[TAREFA PROPOSTA]
Continue o texto sobre as comemorações do Teatro da Ribeira, em Icó, a partir da última frase apresentada.

[TEXTO CITADO]
Sem uma data de maior relevo, coube aos gestores do teatro uma comemoração que se estendesse por todo o ano. "Tanto que nossa programação já começou. Tivemos alguns espetáculo neste primeiro semestre, ouve o lançamento do livro ´Bem vindo ao reino do louro e da peixada´ (que trata dos marcos históricos da cidade, entre os quais, o Teatro da Ribeira) e há duas semanas inauguramos o cineclube, onde exibimos produções do cinema nacional e promovemos, na sequências, debates sobre elas", enumera a secretária.
Jequélia promete programações quinzenais com apresentações de linguagens artísticas diversas. "Quanto a programação conjunta com o Estado, estamos vendo a possibilidade de trazer, entre outras, um espetáculo de fora do País", antecipa a Jequélia Alcântara.
A secretária comemora, ainda, a conclusão de uma obra que não faz parte do teatro, mas que diz respeito a ele: um auditório municipal. Entre as críticas recorrentes ao teatro de Icó, está seu sistema precário de som e iluminação e, sobretudo, a utilização do teatro para fins não culturais.
"Veja como é complicado: a cidade é muito quente. Então, quando vem programações de fora ficamos numa saia justa. Tem coisa que não dá para dizer não, como programações gratuitas que alguns universidades nos oferecem. Às vezes, passamos para a Câmara dos Vereadores. Mas quando é grande, tem que ser no teatro mesmo. É o lugar que tem", explica a secretária.

[MATERIAL RECOLHIDO]
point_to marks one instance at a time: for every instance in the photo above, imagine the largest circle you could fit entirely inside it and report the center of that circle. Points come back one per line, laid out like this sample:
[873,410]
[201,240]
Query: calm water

[RESPOSTA ESPERADA]
Ela assegura, no entanto, que a prioridade são os espetáculos de música, teatro e dança. "Apenas se sobrar alguma data em nossa agenda é que recebemos outras coisas. Desde que começaram as comemorações dos 150 anos, só abri exceções para as secretarias do município", conta.
No entanto, o problema deve ser resolvido ainda em junho. "Falta apenas ajustar a rampa de acesso para cadeirantes e a empresa do ar condicionado fazer os testes necessários. A boa notícia é que, assim que o auditório estiver ok, temos autorização da Prefeitura para fazer a manutenção", revela a secretária, sem que esconder que, com o uso mais moderado da casa, a preservação da mesma será mais eficiente.